Supplied records:
++++++++++

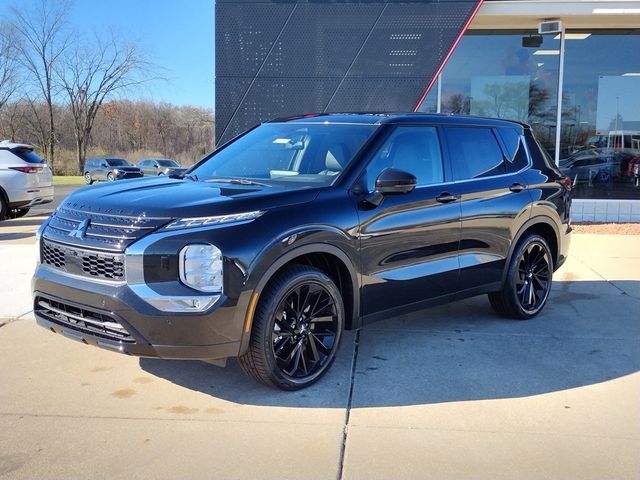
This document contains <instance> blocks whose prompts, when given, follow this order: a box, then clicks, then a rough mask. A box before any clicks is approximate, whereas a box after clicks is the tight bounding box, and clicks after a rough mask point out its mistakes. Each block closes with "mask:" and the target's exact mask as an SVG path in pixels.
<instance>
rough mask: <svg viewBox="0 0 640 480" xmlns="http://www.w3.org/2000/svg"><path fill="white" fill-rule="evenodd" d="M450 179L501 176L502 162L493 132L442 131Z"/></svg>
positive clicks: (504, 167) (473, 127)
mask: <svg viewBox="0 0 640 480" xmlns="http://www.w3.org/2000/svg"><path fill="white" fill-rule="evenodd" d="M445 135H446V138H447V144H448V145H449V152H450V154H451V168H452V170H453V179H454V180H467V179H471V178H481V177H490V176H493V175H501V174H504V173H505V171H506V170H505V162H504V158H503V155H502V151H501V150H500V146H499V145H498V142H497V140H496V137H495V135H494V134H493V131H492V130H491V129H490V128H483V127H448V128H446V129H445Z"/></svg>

++++++++++

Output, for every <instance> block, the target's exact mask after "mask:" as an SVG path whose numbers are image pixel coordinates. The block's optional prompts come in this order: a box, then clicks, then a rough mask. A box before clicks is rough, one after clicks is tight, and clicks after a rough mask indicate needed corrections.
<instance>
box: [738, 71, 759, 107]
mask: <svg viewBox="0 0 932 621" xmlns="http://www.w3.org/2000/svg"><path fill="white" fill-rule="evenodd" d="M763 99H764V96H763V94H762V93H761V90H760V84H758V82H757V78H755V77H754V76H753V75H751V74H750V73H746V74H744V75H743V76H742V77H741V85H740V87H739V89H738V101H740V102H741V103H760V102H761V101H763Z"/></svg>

++++++++++

Action item: Every line above that holds the string "then" should be copied out.

Response:
This document contains <instance> blocks whose prompts, when given, follow this order: a box, then clicks, then a rough mask. A box before any clicks is approximate, whereas a box after clicks is the tight bounding box, and clicks after a rough mask point out its mistakes. Each block closes with "mask:" and the target's exact mask as an SVG path in pixels.
Output, for every <instance> block, the target's exact mask after "mask:" as an SVG path whose numbers are image pixel coordinates. The block's optional prompts come in this order: a box, then clicks, then a rough mask. A box before clicks is rough, one after clicks is tight, and clicks after a rough mask indicate needed corrections.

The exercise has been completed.